◆ Saved entries
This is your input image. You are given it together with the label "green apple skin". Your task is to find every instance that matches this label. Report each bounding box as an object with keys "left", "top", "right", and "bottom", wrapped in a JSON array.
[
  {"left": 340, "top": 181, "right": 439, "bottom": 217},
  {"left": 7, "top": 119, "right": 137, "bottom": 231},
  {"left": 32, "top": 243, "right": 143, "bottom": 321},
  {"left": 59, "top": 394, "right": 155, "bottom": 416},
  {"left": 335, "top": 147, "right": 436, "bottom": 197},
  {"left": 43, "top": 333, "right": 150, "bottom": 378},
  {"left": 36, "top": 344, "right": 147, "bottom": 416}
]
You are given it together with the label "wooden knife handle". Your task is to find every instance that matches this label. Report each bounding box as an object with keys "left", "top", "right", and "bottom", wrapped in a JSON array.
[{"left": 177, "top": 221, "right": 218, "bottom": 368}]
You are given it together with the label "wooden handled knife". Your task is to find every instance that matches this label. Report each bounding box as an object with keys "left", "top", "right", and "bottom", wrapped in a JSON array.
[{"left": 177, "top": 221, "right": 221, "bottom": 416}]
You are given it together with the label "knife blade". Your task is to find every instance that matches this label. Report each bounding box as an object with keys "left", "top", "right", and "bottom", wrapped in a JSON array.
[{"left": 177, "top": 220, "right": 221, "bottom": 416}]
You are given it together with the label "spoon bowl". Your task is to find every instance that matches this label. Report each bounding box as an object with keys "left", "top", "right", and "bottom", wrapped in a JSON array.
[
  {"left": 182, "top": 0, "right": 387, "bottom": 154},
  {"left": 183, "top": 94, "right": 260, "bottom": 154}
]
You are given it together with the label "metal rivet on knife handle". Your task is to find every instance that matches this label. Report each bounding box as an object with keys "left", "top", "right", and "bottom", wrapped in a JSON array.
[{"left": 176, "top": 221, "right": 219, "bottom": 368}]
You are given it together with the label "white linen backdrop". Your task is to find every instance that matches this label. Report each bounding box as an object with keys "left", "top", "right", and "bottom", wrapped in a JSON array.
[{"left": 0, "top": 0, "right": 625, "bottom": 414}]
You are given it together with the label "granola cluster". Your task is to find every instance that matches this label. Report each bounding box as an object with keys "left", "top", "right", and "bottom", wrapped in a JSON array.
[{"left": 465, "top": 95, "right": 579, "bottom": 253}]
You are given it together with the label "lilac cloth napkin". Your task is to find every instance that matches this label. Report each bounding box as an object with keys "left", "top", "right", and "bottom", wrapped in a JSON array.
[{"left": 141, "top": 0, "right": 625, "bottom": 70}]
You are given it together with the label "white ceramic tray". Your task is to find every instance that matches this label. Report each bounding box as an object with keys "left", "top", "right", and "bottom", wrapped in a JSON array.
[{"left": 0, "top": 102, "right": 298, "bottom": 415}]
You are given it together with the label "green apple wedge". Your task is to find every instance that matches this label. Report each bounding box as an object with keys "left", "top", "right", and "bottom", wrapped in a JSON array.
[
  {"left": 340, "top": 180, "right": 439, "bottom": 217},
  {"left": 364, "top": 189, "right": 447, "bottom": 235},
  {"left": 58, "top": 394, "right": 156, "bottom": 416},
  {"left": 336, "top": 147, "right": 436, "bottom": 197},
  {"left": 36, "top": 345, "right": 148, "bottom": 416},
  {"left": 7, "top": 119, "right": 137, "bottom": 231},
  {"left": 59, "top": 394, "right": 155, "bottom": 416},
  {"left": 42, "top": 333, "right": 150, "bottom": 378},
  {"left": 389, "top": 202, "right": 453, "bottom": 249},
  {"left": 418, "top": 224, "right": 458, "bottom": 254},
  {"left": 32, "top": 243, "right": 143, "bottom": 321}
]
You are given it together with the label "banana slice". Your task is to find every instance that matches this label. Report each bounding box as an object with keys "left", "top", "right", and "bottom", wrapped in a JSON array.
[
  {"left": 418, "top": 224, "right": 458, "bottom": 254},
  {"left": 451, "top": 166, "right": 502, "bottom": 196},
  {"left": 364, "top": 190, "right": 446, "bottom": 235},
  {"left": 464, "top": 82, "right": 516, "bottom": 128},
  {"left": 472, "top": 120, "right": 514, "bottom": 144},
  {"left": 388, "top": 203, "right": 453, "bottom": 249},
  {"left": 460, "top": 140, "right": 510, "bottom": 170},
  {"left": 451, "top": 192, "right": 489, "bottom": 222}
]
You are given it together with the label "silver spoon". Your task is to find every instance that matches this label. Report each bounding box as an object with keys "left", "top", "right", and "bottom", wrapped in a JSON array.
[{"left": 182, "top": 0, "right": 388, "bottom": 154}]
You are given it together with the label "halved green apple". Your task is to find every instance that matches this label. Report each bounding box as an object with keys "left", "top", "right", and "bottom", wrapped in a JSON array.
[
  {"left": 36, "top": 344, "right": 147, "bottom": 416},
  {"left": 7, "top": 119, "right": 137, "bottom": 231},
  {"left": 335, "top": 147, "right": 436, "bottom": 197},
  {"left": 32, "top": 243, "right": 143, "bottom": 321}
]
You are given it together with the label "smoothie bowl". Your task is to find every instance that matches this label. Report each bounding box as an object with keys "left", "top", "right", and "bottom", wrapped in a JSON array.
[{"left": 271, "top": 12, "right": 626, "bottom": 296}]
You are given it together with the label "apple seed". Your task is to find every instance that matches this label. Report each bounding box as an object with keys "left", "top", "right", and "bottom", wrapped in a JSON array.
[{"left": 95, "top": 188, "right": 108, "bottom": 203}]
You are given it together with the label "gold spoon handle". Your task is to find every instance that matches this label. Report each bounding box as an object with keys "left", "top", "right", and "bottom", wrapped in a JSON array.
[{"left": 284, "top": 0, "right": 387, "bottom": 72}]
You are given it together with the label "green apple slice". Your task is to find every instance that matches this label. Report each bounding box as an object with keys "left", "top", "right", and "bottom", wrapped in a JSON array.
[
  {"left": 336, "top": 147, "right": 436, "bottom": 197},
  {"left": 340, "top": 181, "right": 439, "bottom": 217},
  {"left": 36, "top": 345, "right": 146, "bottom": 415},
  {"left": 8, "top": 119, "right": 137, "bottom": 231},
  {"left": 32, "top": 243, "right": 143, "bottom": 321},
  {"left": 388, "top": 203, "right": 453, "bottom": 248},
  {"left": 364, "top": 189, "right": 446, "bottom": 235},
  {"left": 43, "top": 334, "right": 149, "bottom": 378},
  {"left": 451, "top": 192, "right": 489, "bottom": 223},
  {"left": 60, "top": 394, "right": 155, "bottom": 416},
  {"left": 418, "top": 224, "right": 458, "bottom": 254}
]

◆ Work request
Each record above is to be restated word for word.

◆ Written response
This is your input image. You are given it together with the label "green apple skin". Your task is to find every instance that matches this label. Report each bounding box as an object with keys "left", "top", "right", and "bottom", wrapped in a JSON array.
[
  {"left": 340, "top": 181, "right": 439, "bottom": 217},
  {"left": 7, "top": 119, "right": 137, "bottom": 231},
  {"left": 32, "top": 243, "right": 143, "bottom": 321},
  {"left": 59, "top": 394, "right": 155, "bottom": 416},
  {"left": 335, "top": 147, "right": 436, "bottom": 197},
  {"left": 43, "top": 333, "right": 150, "bottom": 378},
  {"left": 36, "top": 344, "right": 147, "bottom": 416}
]
You are given it together with the label "wooden knife handle". Your task is to find every instance that matches this label. Report each bounding box as an object with keys "left", "top", "right", and "bottom", wrapped in a JSON array.
[{"left": 177, "top": 221, "right": 218, "bottom": 368}]
You are given it together with the label "wooden handled knife". Your task is to find every instance that matches this label. Report each bounding box as an object with keys "left", "top", "right", and "bottom", wrapped in a JSON array.
[{"left": 177, "top": 221, "right": 221, "bottom": 416}]
You are given it together with the label "knife blade". Your task is to find every instance that matches this label. Report each bounding box as an object with keys "left", "top", "right", and "bottom", wrapped in a JSON array.
[{"left": 177, "top": 220, "right": 221, "bottom": 416}]
You are given it together with the label "spoon bowl". Your task is to find every instance that matches this label. Report each bounding box as an object with keys "left", "top", "right", and "bottom", wrapped in a JSON array.
[
  {"left": 182, "top": 0, "right": 387, "bottom": 154},
  {"left": 183, "top": 94, "right": 260, "bottom": 154}
]
You are given it together with the label "metal rivet on knife handle". Your task is to find every instance that matches this label. Report each bounding box as an object with keys "left", "top", "right", and "bottom", wrapped in a JSON array.
[{"left": 176, "top": 221, "right": 219, "bottom": 368}]
You are given it together with the label "white linen backdrop". Your task is to find every instance that matches this label. Report each bounding box as an object with keys "left", "top", "right", and "bottom", wrapped in a JSON array.
[{"left": 0, "top": 0, "right": 625, "bottom": 414}]
You are given it together with the label "granola cluster". Your task is to find every instance that matches this label. Report each bounding box as an object with keys "left", "top", "right", and "bottom", wrapped in a JSON array.
[{"left": 465, "top": 95, "right": 579, "bottom": 253}]
You are given it together with the label "lilac cloth napkin". Your task is to find every instance that matches this label. Report each bounding box as an object with keys "left", "top", "right", and "bottom", wrapped in a JSON array.
[{"left": 141, "top": 0, "right": 625, "bottom": 70}]
You are given it together with the label "white ceramic tray". Your task is to find every instance that matches this label. Report each bounding box as an object with keys "left", "top", "right", and "bottom", wrapped in a JSON array.
[{"left": 0, "top": 102, "right": 298, "bottom": 415}]
You are given it together with the label "green apple wedge". Your task is to find every instance that matches this label. Report each bounding box as an object with keys "left", "top", "right", and "bottom", wrapped in a JSON array.
[
  {"left": 340, "top": 180, "right": 439, "bottom": 217},
  {"left": 364, "top": 189, "right": 447, "bottom": 235},
  {"left": 58, "top": 394, "right": 156, "bottom": 416},
  {"left": 336, "top": 147, "right": 436, "bottom": 197},
  {"left": 36, "top": 345, "right": 148, "bottom": 416},
  {"left": 7, "top": 119, "right": 137, "bottom": 231},
  {"left": 59, "top": 394, "right": 155, "bottom": 416},
  {"left": 42, "top": 333, "right": 150, "bottom": 378},
  {"left": 389, "top": 202, "right": 453, "bottom": 249},
  {"left": 418, "top": 224, "right": 458, "bottom": 254},
  {"left": 32, "top": 243, "right": 143, "bottom": 321}
]
You are given it together with the label "banana slice". Your task is to find every instance that matches this label. Report each bounding box as an object with keys "left", "top", "right", and "bottom", wrapped in a JSON array.
[
  {"left": 418, "top": 224, "right": 458, "bottom": 254},
  {"left": 451, "top": 166, "right": 502, "bottom": 196},
  {"left": 364, "top": 190, "right": 446, "bottom": 235},
  {"left": 464, "top": 82, "right": 516, "bottom": 128},
  {"left": 472, "top": 120, "right": 514, "bottom": 144},
  {"left": 388, "top": 203, "right": 453, "bottom": 249},
  {"left": 460, "top": 140, "right": 510, "bottom": 170},
  {"left": 451, "top": 192, "right": 489, "bottom": 222}
]
You are given it together with the label "silver spoon". Your task is to find every instance that matches this label. Report each bounding box as an object with keys "left", "top", "right", and "bottom", wrapped in a JSON array.
[{"left": 182, "top": 0, "right": 388, "bottom": 154}]
You are given it together with the label "halved green apple". Your task is to find every instance that matches this label. Report each bounding box as an object with keys "left", "top", "right", and "bottom", wrapped in a JSON array.
[
  {"left": 36, "top": 344, "right": 147, "bottom": 416},
  {"left": 7, "top": 119, "right": 137, "bottom": 231},
  {"left": 335, "top": 147, "right": 436, "bottom": 197},
  {"left": 32, "top": 243, "right": 143, "bottom": 321}
]
You are given it together with the label "smoothie bowl". Your task is to find every instance that matches this label. Report each bounding box as an object with keys "left", "top", "right", and "bottom", wrapped in a JSON array.
[{"left": 271, "top": 12, "right": 626, "bottom": 296}]
You are given it together with the label "apple seed". Your task is to find every instance that matches this label. Report each bounding box as an object with keys "left", "top", "right", and "bottom", wrapped in a JSON array.
[{"left": 95, "top": 188, "right": 108, "bottom": 203}]
You are given it together with the label "gold spoon handle". Your task is to find every instance that matches this label. Report each bounding box as an object with keys "left", "top", "right", and "bottom", wrapped in a JSON array.
[{"left": 284, "top": 0, "right": 387, "bottom": 72}]
You are given it together with the label "green apple slice". Your task is to find every instance that matches this label. Report each bounding box as an object with keys "left", "top", "right", and "bottom", wrapped in a JSON array.
[
  {"left": 336, "top": 147, "right": 436, "bottom": 197},
  {"left": 340, "top": 181, "right": 439, "bottom": 217},
  {"left": 36, "top": 345, "right": 146, "bottom": 415},
  {"left": 8, "top": 119, "right": 137, "bottom": 231},
  {"left": 32, "top": 243, "right": 143, "bottom": 321},
  {"left": 388, "top": 203, "right": 453, "bottom": 248},
  {"left": 364, "top": 189, "right": 446, "bottom": 235},
  {"left": 43, "top": 334, "right": 149, "bottom": 378},
  {"left": 451, "top": 192, "right": 489, "bottom": 223},
  {"left": 60, "top": 394, "right": 155, "bottom": 416},
  {"left": 418, "top": 224, "right": 458, "bottom": 254}
]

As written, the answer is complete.